Entries for bounding box labeling:

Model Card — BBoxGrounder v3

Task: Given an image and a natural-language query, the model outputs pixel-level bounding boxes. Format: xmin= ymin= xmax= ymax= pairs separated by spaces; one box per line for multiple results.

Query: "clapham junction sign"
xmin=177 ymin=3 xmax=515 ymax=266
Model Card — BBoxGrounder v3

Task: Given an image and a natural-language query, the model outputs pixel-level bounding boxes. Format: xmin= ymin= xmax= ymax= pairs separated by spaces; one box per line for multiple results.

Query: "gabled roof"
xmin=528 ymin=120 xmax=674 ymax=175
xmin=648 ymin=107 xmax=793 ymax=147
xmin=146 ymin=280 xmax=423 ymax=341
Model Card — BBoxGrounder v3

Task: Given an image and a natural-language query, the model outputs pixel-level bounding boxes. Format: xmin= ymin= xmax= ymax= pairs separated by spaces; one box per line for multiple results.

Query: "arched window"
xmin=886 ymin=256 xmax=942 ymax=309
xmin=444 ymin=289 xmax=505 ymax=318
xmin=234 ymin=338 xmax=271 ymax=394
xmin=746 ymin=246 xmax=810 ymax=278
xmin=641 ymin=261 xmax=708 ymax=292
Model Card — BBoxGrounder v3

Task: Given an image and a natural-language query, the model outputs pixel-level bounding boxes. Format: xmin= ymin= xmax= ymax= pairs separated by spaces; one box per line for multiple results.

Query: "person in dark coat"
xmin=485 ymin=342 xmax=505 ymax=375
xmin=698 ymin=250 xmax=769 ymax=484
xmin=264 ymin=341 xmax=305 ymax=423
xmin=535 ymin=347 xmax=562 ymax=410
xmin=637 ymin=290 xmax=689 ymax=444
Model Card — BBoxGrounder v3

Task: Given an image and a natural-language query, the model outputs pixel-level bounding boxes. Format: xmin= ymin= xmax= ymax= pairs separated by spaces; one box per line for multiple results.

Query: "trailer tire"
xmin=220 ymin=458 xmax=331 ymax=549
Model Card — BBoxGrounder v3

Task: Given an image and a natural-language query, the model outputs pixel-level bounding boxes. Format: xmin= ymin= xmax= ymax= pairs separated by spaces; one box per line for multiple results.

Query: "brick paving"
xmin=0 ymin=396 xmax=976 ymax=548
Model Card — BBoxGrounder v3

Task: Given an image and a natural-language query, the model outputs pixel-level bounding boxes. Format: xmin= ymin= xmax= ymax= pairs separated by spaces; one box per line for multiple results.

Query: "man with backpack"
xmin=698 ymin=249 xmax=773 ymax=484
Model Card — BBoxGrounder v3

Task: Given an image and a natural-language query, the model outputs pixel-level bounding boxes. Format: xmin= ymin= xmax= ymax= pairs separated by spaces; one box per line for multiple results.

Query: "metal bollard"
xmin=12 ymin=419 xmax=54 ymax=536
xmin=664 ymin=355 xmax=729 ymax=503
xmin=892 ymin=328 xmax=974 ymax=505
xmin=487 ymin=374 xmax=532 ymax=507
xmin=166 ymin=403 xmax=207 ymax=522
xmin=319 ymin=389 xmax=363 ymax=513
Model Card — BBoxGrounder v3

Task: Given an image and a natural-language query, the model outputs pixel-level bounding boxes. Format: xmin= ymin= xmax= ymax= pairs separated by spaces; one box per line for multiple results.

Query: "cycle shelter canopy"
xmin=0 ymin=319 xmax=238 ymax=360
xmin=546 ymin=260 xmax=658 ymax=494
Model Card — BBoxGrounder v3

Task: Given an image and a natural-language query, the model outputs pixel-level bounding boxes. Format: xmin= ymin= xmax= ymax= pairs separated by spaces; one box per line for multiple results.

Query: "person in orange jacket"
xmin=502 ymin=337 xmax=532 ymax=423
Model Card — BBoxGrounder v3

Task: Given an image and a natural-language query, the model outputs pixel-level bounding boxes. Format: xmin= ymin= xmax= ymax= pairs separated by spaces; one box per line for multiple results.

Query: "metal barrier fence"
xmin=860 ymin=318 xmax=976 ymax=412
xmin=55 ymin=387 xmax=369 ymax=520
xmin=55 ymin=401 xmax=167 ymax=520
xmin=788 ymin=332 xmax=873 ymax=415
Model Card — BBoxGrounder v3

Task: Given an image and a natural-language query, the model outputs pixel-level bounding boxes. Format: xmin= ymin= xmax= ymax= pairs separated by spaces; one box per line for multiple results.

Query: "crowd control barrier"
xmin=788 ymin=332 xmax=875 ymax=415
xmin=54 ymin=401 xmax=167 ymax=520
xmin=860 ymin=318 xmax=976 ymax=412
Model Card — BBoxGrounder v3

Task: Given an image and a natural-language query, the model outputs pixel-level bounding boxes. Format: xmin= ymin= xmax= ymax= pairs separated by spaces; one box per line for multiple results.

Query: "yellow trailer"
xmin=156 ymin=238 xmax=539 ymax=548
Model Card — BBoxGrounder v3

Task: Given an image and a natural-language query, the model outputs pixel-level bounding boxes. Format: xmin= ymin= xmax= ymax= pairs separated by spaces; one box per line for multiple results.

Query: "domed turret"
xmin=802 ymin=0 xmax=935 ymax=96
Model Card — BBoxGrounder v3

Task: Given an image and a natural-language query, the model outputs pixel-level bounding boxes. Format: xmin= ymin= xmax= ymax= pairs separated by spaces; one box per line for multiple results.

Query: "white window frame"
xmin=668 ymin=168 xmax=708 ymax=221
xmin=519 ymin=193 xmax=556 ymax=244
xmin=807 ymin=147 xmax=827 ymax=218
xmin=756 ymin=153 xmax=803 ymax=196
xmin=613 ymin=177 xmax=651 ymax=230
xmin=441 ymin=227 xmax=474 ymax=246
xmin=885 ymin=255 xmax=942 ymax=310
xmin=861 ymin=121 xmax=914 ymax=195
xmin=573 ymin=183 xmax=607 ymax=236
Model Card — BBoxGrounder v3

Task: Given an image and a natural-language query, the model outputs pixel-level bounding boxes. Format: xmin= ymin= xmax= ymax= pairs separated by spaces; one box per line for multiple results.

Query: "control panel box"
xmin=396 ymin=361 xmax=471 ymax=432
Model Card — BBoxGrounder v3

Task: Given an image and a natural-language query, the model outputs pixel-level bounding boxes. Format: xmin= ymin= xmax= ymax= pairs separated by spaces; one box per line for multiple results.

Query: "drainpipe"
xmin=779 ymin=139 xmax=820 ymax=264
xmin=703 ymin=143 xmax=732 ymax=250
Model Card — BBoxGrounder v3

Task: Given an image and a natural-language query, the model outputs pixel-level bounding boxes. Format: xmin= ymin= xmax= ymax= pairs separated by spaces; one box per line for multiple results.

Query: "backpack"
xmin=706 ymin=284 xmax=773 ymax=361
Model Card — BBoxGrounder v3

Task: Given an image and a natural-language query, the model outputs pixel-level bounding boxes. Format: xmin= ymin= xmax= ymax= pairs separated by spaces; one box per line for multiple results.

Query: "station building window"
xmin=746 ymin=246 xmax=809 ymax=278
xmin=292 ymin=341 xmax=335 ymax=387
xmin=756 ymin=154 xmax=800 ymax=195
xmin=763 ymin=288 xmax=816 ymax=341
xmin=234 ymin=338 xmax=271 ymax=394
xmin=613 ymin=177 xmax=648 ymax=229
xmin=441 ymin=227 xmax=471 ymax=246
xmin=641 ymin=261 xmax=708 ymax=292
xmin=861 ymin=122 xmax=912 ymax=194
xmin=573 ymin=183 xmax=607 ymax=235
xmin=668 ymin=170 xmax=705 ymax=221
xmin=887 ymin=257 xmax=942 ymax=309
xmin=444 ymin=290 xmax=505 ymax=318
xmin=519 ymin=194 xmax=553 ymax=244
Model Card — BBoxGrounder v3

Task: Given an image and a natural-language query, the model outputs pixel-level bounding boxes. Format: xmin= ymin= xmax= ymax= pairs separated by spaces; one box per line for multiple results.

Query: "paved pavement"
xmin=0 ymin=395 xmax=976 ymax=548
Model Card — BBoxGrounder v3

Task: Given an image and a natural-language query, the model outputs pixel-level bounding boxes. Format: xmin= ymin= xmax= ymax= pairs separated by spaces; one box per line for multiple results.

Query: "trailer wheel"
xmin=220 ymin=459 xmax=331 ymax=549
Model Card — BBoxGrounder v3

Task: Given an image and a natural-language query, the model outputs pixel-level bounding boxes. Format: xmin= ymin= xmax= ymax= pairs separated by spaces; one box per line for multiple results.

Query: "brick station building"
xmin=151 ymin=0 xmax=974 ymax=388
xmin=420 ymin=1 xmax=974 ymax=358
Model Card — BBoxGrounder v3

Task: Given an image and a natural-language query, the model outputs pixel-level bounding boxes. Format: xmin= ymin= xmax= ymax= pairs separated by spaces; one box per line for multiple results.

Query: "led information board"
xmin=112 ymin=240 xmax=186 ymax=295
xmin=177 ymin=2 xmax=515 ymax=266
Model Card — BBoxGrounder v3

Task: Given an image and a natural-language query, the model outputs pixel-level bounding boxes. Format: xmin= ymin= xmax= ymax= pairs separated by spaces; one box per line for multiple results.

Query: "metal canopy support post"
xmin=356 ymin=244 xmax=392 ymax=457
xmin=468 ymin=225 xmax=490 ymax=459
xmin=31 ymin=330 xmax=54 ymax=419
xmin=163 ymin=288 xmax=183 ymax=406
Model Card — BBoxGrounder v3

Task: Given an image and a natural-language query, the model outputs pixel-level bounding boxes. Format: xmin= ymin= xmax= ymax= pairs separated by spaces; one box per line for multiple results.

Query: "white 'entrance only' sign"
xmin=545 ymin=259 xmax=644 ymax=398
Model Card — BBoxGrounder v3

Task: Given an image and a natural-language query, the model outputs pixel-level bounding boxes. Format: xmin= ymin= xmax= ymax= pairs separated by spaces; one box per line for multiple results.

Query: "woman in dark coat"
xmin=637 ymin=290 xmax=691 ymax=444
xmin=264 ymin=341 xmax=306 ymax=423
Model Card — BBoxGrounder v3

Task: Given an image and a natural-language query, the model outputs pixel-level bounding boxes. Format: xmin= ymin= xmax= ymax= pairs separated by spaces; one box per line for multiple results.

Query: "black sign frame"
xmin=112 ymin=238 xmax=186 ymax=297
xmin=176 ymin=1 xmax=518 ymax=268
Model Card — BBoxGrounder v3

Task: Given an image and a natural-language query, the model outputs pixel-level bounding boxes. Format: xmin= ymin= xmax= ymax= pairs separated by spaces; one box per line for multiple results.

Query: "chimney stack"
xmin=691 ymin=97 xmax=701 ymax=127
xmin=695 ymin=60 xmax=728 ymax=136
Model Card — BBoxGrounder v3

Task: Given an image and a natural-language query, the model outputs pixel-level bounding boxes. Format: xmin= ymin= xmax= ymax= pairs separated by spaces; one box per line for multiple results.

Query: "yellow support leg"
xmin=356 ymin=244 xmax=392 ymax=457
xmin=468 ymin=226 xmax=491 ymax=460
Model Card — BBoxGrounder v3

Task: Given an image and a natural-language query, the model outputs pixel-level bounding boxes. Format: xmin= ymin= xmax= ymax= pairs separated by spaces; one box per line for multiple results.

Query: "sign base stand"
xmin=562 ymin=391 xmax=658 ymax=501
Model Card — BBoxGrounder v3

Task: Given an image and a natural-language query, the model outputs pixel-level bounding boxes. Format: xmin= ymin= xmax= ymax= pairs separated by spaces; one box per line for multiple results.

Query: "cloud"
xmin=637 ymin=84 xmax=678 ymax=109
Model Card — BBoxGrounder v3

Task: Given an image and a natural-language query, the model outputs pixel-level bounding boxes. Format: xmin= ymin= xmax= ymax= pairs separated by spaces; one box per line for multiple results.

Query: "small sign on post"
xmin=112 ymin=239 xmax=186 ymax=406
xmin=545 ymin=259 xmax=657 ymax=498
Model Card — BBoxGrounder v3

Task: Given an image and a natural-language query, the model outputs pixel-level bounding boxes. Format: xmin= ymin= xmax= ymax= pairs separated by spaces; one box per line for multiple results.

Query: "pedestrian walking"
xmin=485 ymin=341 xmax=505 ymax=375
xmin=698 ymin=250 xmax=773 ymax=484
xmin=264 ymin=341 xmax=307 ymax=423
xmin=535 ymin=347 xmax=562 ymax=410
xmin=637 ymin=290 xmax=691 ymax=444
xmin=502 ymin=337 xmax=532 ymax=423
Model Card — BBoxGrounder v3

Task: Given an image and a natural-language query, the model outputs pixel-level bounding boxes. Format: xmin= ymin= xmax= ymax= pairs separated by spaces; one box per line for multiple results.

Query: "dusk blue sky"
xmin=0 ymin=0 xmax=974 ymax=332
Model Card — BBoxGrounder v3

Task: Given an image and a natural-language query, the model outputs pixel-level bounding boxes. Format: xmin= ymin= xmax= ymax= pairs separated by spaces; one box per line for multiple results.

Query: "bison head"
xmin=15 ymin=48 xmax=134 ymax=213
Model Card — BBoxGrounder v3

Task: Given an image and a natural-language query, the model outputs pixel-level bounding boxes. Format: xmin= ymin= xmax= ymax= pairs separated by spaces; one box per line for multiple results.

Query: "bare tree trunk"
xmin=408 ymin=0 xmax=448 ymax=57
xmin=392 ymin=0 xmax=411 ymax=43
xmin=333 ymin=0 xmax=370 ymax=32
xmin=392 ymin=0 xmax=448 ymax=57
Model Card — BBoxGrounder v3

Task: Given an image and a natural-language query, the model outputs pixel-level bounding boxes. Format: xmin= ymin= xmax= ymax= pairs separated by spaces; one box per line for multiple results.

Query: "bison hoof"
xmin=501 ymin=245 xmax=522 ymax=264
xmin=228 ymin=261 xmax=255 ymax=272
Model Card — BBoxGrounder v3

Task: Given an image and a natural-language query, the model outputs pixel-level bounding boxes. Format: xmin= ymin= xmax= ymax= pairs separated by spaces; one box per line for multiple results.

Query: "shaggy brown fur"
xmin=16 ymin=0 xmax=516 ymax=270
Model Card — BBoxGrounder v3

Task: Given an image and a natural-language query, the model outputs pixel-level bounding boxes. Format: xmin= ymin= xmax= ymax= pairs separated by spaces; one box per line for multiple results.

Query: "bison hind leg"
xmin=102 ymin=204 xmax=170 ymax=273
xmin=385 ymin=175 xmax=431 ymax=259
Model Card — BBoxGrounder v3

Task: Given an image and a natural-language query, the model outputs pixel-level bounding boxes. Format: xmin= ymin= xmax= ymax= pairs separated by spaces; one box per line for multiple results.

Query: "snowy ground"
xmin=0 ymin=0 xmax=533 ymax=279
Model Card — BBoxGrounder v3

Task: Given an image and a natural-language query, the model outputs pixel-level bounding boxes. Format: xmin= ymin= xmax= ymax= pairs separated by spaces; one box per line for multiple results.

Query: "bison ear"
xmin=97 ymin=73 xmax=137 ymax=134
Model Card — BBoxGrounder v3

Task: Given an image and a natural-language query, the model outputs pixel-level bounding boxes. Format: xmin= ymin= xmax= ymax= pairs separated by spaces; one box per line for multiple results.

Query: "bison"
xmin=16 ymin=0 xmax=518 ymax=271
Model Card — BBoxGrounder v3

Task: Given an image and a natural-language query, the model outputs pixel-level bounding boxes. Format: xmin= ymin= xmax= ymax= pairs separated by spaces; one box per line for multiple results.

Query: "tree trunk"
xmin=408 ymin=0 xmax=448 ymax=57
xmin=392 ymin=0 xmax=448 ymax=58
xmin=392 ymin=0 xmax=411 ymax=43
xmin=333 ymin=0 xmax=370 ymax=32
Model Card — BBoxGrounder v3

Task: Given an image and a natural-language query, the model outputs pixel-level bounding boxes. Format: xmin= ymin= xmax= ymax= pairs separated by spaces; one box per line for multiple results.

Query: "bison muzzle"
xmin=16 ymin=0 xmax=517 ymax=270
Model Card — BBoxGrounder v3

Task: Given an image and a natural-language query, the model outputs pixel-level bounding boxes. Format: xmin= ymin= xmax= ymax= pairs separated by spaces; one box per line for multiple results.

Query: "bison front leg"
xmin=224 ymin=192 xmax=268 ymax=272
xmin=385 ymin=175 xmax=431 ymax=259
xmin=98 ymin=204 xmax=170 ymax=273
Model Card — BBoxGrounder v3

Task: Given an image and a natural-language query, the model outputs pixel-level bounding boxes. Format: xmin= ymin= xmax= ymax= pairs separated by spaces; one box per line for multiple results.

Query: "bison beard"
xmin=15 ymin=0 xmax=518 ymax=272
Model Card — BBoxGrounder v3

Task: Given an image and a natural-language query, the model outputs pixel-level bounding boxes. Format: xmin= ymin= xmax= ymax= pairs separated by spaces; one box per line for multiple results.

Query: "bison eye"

Problem details. Copy the listing from its first line through the line with "xmin=177 ymin=3 xmax=515 ymax=266", changing "bounding boxes" to "box coordinates" and leaving everything else as it is.

Exercise solution.
Model Card — BBoxGrounder v3

Task: Given an image and a natural-language query, the model outputs pixel-level box coordinates. Format: xmin= ymin= xmax= ymax= pairs separated by spaces; one box per line for multiple results.

Query: "clapham junction sign"
xmin=177 ymin=3 xmax=515 ymax=266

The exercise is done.